Selected extract =
Wednesday, July 15, 2015

Just A Funny Little Ditty About Baby Poop

Just a funny little ditty about baby poop.

Oh yes people, it's the baby poop story.  We've all got them, and even people without kids can relate to the grossness and hilarity of baby poop.  




Our kid is a little exhibitionist, like most little boys are. Plus now we are living in Texas, and there is no better way to dry the kid off after the pool or bath by letting him run around our balcony bare naked.  He thinks it's the best thing in the world, we get to spend time in the fresh air, and it's one less step in getting him ready for bed.  My husband also continuously states that it's good for him to get the chance to "air the balls".  

It was B's birthday (his 1st! When the hell did that happen????), and we had just finished the cake which was smoothed all over.....well everything.  So we took him out to the patio, stripped him down, and literally rinsed him using the watering can.  Yah, we're those parents.  B was having a grand old time, nice and cool from the water, naked as the day his was born (ha, it was his BIRTHday), and running around chasing the animals.  Then he starts squatting.  We're used to this, he never sits, he always crouches down and sits in a squat.  However, this time we heard a bunch of farts; ppbbbt phhbbbt bbbbbbrrrrt.  He would look up at us giggling like it was the most hilarious thing in the world.  I looked at Dustin and said, "If he poops you're cleaning it up."  

"Oh he won't", was the reply.

"He's farting and just had dinner and cake, it's coming."

Not 5 minutes later, I happen to hear some grunting, a fart, and look over just in time to see our son deposit a hot, steaming pile of poop that might have been big enough for an adult onto our outdoor rug.  The only thing I remember is thinking that it looked exactly like the pile of $h!t emoji icons on our smartphones, as I went running for the wipes and a diaper since obviously naked time was waaaaaay over.  I have no clue as to how Dustin cleaned that up, but have a sneaking feeling the dust pan was involved and can only hope he washed it thoroughly with scalding hot water, bleach or whatever the hell else could kill poop bacteria.  And while I'm past the point of bodily functions from the baby grossing me out, seeing it sitting on the patio had me doing the "huuaaaahhh, huuuaaaaaaa" noises.




We'll keep letting the boy "air his balls", but from now on if food is recently involved, those cute diapers from Honest Company will be staying on his little bum, so the poop will remain off our balcony.  Last thing we need is another stepping in poop story (yep, did that too, feel better?) to add to my repertoire.

Exercise A =
Return the part of the baby poop post that opens with the words containing "It was B's birthday" and closes with "was the reply.", copied word for word.
Exercise B =
For each statement below, say whether the baby poop post agrees with it. Answer yes or no and quote the words from the post that decide it. (i) The boy was rinsed with a watering can on the patio. (ii) The writer knows exactly how Dustin cleaned up the mess. (iii) When food was recently involved, the boy will keep his diaper on from now on.

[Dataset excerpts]
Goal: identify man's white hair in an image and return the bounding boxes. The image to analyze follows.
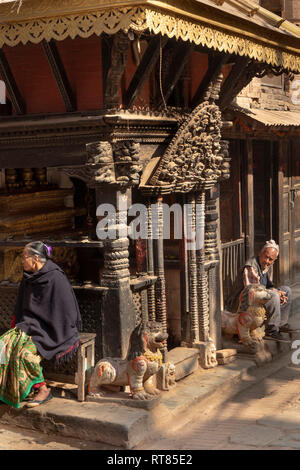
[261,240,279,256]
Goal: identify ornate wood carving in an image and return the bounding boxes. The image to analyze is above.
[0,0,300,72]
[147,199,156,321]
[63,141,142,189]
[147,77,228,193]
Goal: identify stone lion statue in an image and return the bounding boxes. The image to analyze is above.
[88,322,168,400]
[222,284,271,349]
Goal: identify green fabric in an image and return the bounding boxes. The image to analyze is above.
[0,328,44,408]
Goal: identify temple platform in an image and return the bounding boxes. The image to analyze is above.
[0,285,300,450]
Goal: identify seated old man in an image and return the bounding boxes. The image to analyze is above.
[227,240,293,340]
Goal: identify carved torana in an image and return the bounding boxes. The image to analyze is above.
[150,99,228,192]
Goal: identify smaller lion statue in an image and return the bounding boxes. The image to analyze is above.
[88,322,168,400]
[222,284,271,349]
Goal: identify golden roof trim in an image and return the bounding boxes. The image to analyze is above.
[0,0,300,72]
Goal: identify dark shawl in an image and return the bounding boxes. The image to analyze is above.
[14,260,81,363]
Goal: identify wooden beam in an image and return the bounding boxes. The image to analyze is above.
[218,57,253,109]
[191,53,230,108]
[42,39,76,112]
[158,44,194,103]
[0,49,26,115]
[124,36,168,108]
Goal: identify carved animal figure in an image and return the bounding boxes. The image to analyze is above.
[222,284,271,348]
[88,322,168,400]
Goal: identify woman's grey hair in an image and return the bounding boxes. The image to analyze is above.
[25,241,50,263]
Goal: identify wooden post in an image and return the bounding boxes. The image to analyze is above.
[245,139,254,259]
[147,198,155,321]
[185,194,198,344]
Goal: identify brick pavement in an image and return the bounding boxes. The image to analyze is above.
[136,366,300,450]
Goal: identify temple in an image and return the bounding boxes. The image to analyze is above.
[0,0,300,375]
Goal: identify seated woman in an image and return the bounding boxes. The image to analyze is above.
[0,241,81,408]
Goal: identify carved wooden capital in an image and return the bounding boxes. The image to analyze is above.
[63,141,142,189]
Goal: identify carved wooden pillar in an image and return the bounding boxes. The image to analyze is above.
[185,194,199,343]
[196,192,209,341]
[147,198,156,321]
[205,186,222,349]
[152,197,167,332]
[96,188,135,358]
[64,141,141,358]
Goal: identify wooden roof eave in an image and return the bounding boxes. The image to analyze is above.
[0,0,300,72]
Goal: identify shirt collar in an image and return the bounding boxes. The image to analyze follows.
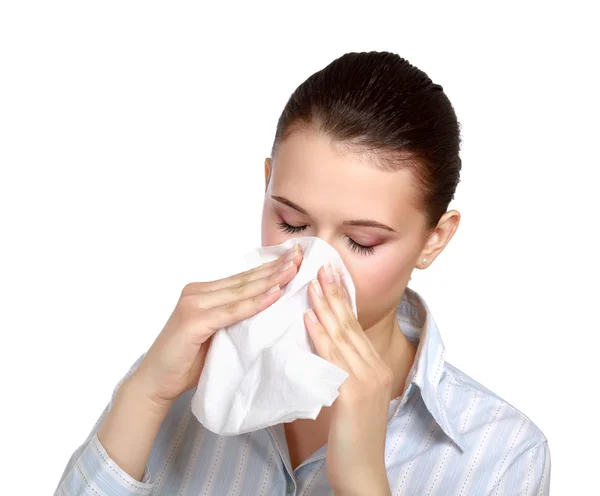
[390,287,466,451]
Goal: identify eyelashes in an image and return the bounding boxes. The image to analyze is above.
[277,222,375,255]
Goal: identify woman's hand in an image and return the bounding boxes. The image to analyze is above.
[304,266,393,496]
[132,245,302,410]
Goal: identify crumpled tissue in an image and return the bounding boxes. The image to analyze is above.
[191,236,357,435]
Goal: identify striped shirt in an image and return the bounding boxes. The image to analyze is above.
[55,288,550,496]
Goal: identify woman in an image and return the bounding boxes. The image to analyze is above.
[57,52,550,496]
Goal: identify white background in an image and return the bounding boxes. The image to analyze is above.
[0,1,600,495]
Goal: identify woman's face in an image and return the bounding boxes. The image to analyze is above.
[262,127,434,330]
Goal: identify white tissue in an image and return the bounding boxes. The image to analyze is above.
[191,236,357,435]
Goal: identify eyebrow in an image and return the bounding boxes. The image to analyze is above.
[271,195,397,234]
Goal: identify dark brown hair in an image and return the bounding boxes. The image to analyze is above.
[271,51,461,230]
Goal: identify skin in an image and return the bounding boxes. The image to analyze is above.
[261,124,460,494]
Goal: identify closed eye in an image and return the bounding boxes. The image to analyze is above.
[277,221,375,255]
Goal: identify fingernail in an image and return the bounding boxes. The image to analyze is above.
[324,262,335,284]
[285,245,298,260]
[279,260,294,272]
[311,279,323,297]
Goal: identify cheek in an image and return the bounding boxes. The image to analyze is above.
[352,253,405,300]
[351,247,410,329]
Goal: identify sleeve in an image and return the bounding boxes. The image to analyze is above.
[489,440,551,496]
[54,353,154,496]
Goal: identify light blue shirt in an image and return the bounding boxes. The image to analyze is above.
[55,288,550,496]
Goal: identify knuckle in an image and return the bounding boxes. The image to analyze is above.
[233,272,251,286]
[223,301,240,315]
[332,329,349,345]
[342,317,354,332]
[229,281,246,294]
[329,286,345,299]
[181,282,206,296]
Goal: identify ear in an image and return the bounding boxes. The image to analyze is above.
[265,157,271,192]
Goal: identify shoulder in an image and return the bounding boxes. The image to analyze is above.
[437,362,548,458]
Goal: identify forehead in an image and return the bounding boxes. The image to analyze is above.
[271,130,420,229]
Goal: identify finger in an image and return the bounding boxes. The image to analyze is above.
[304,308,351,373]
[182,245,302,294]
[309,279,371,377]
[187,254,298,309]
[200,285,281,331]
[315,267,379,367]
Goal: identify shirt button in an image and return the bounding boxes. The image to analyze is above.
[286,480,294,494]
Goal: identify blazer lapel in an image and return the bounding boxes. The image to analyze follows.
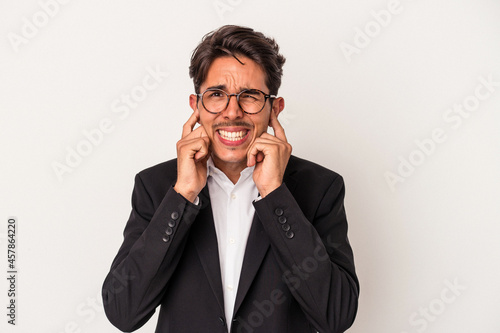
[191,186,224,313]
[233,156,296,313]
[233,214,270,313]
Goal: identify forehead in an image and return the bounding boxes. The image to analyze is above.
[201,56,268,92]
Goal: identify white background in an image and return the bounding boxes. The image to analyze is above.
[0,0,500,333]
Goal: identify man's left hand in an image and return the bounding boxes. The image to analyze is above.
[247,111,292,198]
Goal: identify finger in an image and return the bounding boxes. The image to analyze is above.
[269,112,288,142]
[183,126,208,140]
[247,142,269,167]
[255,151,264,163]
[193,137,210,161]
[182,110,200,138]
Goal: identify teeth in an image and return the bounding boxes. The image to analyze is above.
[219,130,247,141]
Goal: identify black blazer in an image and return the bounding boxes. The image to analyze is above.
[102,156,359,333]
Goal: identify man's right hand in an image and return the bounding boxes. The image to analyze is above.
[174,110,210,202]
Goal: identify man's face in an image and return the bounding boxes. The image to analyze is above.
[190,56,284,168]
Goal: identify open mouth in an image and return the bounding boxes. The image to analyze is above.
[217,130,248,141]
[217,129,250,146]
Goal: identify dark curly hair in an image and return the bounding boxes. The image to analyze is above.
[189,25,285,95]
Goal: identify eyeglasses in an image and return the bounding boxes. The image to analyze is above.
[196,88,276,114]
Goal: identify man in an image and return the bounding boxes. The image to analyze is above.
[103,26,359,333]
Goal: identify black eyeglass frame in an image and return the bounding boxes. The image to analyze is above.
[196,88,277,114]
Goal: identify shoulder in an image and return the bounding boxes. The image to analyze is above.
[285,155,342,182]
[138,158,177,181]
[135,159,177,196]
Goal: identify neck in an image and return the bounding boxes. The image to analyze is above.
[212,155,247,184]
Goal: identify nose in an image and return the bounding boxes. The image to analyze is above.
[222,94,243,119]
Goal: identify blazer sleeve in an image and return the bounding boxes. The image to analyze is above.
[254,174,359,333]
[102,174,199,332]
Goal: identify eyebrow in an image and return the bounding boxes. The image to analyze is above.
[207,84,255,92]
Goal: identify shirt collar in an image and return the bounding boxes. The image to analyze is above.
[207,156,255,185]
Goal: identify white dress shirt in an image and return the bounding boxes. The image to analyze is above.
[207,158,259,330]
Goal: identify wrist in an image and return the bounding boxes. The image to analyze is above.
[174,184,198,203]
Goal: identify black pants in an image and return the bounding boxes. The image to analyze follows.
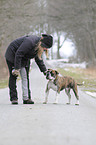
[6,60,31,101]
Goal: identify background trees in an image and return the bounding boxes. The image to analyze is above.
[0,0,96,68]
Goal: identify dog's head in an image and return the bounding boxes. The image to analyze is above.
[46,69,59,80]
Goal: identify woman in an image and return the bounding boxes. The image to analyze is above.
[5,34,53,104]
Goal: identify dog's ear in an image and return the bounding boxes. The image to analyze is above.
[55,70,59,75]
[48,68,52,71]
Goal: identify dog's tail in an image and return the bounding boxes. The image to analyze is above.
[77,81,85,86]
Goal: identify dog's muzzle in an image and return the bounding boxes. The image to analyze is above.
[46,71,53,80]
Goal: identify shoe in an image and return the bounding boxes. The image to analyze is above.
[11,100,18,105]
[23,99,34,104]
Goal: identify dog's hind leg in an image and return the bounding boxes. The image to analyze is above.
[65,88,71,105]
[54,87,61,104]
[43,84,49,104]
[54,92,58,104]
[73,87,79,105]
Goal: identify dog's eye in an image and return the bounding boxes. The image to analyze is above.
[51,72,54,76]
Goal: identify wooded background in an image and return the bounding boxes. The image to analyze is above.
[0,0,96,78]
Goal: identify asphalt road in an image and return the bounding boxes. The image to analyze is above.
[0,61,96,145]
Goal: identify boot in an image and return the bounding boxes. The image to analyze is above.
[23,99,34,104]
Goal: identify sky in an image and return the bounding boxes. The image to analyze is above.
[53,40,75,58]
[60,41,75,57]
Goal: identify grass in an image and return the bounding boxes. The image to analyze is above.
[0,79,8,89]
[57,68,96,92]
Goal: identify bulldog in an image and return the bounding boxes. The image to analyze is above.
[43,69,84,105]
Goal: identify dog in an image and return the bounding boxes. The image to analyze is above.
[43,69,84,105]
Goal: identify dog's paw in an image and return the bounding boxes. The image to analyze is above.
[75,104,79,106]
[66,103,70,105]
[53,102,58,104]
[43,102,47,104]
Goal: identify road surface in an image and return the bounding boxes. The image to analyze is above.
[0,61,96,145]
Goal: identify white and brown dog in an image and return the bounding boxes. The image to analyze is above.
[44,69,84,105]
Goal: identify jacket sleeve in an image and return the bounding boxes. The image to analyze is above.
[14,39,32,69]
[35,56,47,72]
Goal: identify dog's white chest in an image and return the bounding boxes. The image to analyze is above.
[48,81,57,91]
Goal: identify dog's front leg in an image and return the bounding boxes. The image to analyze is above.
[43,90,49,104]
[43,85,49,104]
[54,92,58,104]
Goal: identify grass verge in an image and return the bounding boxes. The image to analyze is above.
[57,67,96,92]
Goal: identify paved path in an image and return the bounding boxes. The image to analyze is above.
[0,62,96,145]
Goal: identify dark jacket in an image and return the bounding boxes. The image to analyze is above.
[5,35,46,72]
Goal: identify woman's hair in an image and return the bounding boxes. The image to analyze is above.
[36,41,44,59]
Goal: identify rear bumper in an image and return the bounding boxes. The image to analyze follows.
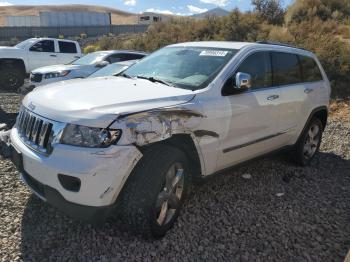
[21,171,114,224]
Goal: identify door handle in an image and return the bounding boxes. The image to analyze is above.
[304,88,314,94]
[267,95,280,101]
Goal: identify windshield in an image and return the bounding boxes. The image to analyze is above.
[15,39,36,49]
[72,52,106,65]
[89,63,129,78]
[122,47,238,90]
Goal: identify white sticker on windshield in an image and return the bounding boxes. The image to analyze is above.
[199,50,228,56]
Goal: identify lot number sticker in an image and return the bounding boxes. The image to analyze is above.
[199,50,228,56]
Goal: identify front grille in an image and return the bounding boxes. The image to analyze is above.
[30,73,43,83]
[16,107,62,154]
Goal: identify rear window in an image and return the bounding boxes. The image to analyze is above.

Answer area A =
It was B's birthday (his 1st! When the hell did that happen????), and we had just finished the cake which was smoothed all over.....well everything.  So we took him out to the patio, stripped him down, and literally rinsed him using the watering can.  Yah, we're those parents.  B was having a grand old time, nice and cool from the water, naked as the day his was born (ha, it was his BIRTHday), and running around chasing the animals.  Then he starts squatting.  We're used to this, he never sits, he always crouches down and sits in a squat.  However, this time we heard a bunch of farts; ppbbbt phhbbbt bbbbbbrrrrt.  He would look up at us giggling like it was the most hilarious thing in the world.  I looked at Dustin and said, "If he poops you're cleaning it up."  

"Oh he won't", was the reply.

Answer area B =
(i) Yes: "So we took him out to the patio, stripped him down, and literally rinsed him using the watering can."
(ii) No: "I have no clue as to how Dustin cleaned that up"
(iii) Yes: "if food is recently involved, those cute diapers from Honest Company will be staying on his little bum"